# Request
Show each line in the records that contains the string "windshield".

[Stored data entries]
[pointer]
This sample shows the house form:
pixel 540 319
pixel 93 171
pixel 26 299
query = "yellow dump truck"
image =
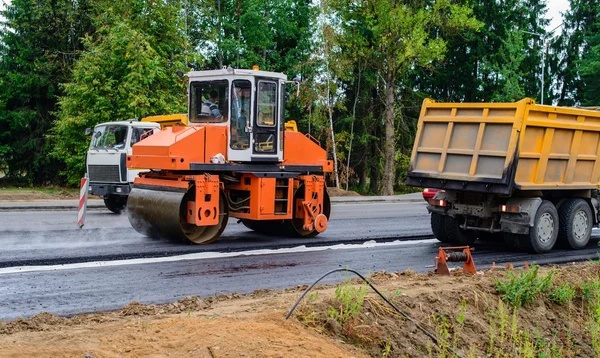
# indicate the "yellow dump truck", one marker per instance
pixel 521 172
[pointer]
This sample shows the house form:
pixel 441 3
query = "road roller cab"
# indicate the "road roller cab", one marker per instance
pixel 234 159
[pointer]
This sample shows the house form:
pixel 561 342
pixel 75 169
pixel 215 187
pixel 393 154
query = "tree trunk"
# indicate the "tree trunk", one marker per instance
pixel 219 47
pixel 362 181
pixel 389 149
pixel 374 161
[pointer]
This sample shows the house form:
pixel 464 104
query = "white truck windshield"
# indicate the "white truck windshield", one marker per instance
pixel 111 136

...

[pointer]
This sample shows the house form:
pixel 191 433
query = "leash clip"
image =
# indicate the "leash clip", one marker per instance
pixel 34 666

# Response
query = "white truck windshield"
# indicate the "white truck windshield", one marker per instance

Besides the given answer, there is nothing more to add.